Saved entries
....

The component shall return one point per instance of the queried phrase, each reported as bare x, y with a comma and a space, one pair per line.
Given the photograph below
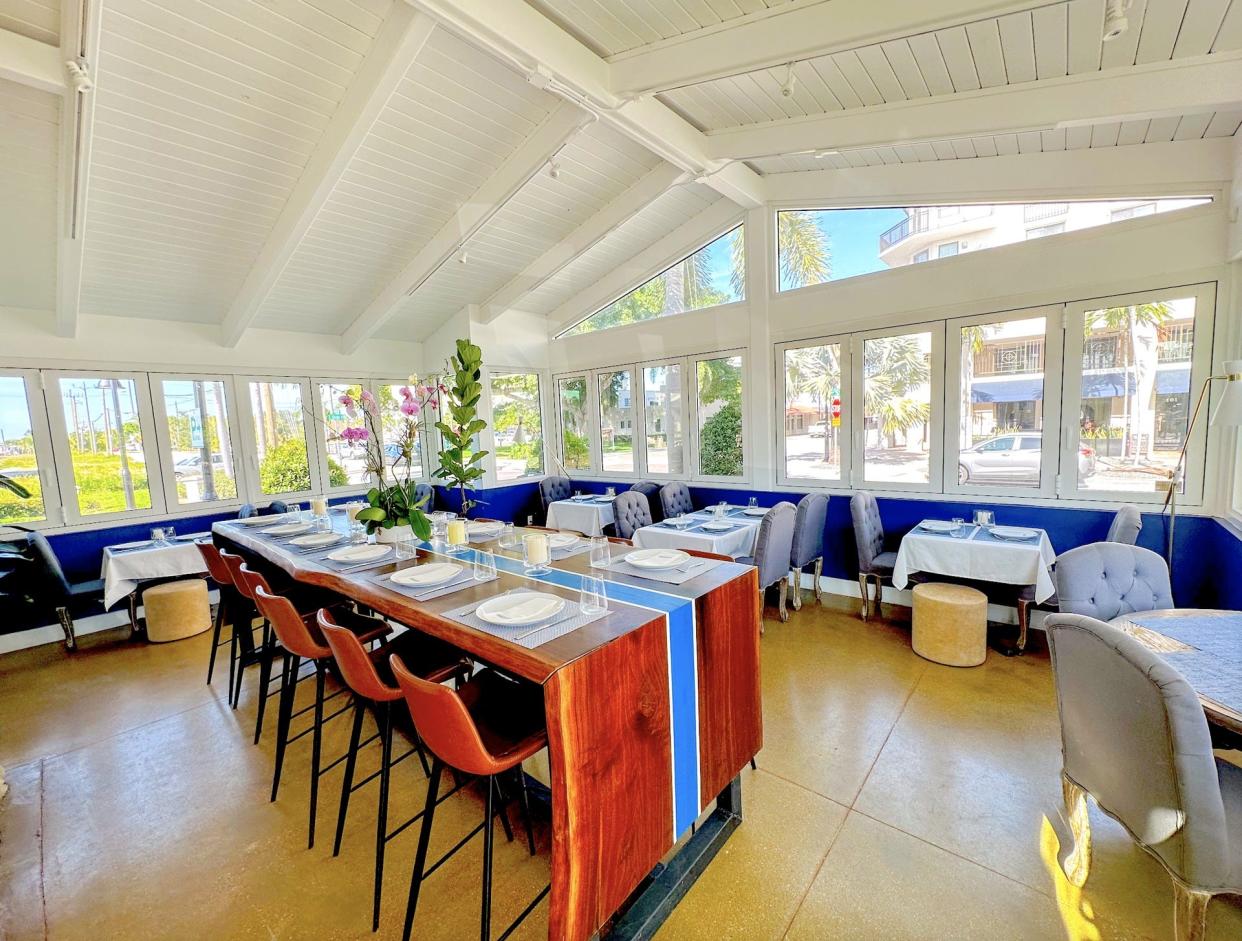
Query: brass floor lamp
1227, 412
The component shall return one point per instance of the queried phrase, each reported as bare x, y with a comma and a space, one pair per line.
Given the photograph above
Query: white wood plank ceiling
213, 118
1050, 42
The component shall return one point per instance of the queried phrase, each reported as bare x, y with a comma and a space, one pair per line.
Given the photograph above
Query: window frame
250, 442
696, 473
71, 512
168, 477
1050, 450
846, 440
45, 454
935, 422
1195, 469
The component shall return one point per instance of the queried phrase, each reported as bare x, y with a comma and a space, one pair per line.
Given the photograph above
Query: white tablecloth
586, 517
735, 543
979, 556
122, 571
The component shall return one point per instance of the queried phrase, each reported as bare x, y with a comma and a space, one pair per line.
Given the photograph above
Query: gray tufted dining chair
630, 512
874, 564
554, 488
812, 513
1106, 580
675, 499
651, 490
773, 545
1134, 736
1124, 529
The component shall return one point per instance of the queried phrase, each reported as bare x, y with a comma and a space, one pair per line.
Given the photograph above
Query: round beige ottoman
176, 610
950, 625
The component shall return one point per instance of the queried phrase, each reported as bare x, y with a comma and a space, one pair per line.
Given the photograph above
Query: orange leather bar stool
486, 728
362, 670
299, 639
230, 608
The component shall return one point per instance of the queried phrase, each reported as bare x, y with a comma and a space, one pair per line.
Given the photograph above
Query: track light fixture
1115, 21
786, 90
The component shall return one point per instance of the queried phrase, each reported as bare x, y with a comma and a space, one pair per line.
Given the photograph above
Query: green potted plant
394, 513
460, 422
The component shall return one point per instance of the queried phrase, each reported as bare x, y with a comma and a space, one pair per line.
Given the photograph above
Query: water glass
601, 554
535, 553
594, 597
508, 536
485, 565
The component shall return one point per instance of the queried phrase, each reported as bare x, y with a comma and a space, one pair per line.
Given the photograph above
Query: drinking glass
601, 555
535, 553
594, 597
485, 565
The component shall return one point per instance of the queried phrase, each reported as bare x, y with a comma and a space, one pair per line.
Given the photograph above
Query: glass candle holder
535, 553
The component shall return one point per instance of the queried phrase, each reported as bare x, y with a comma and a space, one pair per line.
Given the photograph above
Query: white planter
398, 534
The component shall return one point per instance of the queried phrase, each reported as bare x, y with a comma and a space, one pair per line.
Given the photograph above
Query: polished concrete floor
894, 800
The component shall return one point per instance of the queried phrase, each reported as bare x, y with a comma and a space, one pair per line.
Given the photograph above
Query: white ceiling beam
1166, 169
529, 158
652, 185
658, 256
31, 62
1185, 86
78, 56
522, 36
400, 40
788, 34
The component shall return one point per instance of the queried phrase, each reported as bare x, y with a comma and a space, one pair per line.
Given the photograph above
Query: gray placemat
462, 581
568, 621
670, 576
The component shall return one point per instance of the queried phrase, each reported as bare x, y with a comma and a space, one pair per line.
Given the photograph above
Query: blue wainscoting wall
1209, 554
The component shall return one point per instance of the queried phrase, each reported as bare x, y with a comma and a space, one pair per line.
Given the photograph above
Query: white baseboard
82, 626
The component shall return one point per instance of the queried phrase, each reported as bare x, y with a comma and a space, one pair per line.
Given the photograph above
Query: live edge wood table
652, 713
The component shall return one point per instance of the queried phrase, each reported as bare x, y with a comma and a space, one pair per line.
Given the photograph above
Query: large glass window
280, 437
1001, 407
517, 425
662, 417
1135, 391
815, 246
812, 433
714, 274
616, 420
718, 400
199, 441
18, 458
897, 409
345, 458
575, 443
106, 445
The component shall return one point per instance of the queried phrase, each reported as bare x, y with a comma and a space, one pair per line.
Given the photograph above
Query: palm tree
1132, 323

....

Write out the entries again, exactly as given, skipping any images.

#### Reply to the exercise
The component shall return one point per instance of the queried phrase, each reported as bare x, y with a comma and a space, one pair per line.
Given the photograph below
Query: brass floor lamp
1227, 412
The component shall return one point per instance of the queried phrase, each reported as bare x, y with a comma and a space, one pair per line.
Given the photograph above
Query: white wood plank ceiling
213, 118
1050, 42
The component shall return one point per instance of the queried phrase, each reported as bare x, y with a comma and a space, one pair per line.
Given the photograph above
Query: window frame
250, 442
696, 473
71, 512
168, 477
1050, 450
846, 440
45, 454
935, 422
1195, 469
The component shall return one point per instance of the queried phrase, each reported as bare x, y with a comma and a space, one pair per line.
Given the photograph above
Query: white tablecloth
586, 517
735, 543
979, 556
122, 571
The component shall return one point per instance of the queried phrase, each reported as bare x, y with a comma and a space, one pair per line.
Given the photograph above
Query: gray tufted dining chair
630, 512
874, 564
554, 488
812, 513
1106, 580
675, 499
651, 490
773, 545
1134, 736
1124, 529
The component shall return one point per instance of the queried phrase, each reported as bare x, y with a comma and a space, one pair per line.
Given the photograph above
Query: round beige ottoman
176, 610
950, 625
The component shall return one point per instance of the queried phrase, each reported as bare x, y with a comma and a space, one pair per line.
Given the photograph above
Query: orange leather bar stool
486, 728
362, 670
299, 639
230, 608
The component shall return one point per instance of the queried phrase, each reported as bare x, y with a comma and a space, one pair per line.
Given the photograph above
Query: track light fixture
1115, 21
786, 90
The component shall return one point per instance of the queried phrase, each reported as bare x, y with a comma and a space, one pair per line.
Given the photograph above
Query: green potted plant
394, 513
460, 422
The component shall return one point per instance of the queried phrase, each reported as bare x, y with a comma and a space, one pair per line.
Given the photograph above
Query: water glass
601, 554
535, 553
594, 597
508, 536
485, 565
The component shall return one point per instance of the queried phrase, each reported as bare x, y with a comma and a space, one pair per line.
Given the photograph above
Query: drinking glass
601, 555
535, 553
594, 597
485, 565
The component shall return one point per instance of the queried phrase, each reported as bare x, y with a comma and a space, one pair per line.
Given the photograph above
Query: glass candle holder
535, 553
The component shall return one point per instance of the queried phrase, each reported as bare x, y with a comma and a space, one pair per line.
Given the photograph above
Query: white planter
398, 534
The component shall return one point per instance of the queried phrase, each reported as bare x, y with a comma and a space, one pair per line.
Given the photograph above
Query: polished concrete floor
894, 800
The component shall return one point per instance of the queried phrase, each reported as bare x, y with a comma and a space, one pair per line.
Given the photograph above
Query: white ceiling beam
1166, 169
529, 158
652, 185
658, 256
31, 62
1185, 86
78, 56
522, 36
400, 40
788, 34
The component shall return one point per instance of the queried phrase, each reported as bare x, y with a comma and a space, one pair per line.
Given the photograph above
Query: gray placemat
462, 581
568, 621
670, 576
The component shall return one point per instance of the queried phrase, each reported as bare x, y with a comma and a space, one pair per line.
Given the photograph above
Query: blue wainscoting wall
1209, 554
The component shall return one point per instance of the queried phrase, each reported as bare x, y with a comma and a space, one pair per line.
Given the photograph above
Query: white baseboard
82, 626
The component shall return one point per instance of the queried phrase, each reported as bare x, y with a comma and a space, one pair per line.
Given the photograph above
Query: live edge wood table
652, 713
The component shall return one point per instance of the queried phrase, each reported as bare x, y with a comma and a space, one pair per line.
Given the photograph above
Query: large glass window
280, 437
1001, 407
517, 425
662, 417
1135, 391
815, 246
812, 433
714, 274
616, 420
718, 400
199, 441
18, 458
897, 409
345, 458
575, 443
106, 445
The component shall return one point per instance of the queried phrase, each reported as bare x, y with a comma and a space, one pair per line.
Given the photograph above
Query: palm tree
1132, 323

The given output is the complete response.